▶ [Your goal] Reproduce exactly the lines below, starting with the line that contains "Q: Locate the orange singlet" and ending with the last line of the records, both included, and nothing else.

──────── Information provided ────────

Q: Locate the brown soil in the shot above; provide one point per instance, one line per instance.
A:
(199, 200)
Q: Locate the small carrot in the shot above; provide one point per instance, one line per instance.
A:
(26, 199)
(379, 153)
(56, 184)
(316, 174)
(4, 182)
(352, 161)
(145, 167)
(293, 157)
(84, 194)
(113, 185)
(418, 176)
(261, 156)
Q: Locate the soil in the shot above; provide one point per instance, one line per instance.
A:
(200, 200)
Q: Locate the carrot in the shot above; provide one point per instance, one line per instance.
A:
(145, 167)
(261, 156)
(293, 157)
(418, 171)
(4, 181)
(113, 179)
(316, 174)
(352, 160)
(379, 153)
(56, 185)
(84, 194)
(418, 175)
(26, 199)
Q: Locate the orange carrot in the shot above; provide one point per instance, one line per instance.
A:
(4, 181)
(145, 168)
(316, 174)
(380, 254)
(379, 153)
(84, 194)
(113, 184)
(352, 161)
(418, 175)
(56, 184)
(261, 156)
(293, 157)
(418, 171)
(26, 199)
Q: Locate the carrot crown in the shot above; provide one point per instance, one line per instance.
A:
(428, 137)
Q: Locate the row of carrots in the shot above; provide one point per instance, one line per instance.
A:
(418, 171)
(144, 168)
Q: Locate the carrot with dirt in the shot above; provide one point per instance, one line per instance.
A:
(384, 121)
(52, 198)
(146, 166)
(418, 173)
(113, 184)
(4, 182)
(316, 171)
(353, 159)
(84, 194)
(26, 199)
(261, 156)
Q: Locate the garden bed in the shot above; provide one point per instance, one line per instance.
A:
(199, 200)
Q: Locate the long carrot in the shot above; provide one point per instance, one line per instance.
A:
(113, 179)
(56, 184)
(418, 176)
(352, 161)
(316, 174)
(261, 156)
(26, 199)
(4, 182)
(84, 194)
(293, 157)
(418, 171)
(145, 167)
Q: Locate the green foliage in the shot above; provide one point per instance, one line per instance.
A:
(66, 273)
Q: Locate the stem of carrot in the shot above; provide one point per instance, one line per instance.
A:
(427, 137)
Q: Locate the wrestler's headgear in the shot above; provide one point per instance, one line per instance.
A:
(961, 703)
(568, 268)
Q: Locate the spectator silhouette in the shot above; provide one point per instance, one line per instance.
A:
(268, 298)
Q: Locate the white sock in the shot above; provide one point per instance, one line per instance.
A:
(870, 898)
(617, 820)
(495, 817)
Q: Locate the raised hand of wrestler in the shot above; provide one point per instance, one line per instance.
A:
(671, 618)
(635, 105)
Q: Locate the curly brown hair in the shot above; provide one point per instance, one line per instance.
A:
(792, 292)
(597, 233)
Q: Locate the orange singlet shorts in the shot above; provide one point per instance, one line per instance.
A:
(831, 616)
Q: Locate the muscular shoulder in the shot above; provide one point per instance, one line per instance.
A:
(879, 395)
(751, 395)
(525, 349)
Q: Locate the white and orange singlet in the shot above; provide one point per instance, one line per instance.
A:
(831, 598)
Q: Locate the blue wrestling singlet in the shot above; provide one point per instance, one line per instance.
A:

────────

▶ [Solution to the problem]
Q: Locate the orange singlet shorts in the shot above; provide one point per instance, one line per instance.
A:
(831, 616)
Q: Locate the muscular shoulder in the shot above; provide one point per instance, one line per instance.
A:
(879, 395)
(751, 395)
(525, 349)
Q: Locate the white and orange singlet in the shot above; provide one point per instance, one line per instance.
A:
(831, 598)
Q: Locate the blue wrestling singlet in the shot above; provide one point per instance, one line per instance.
A:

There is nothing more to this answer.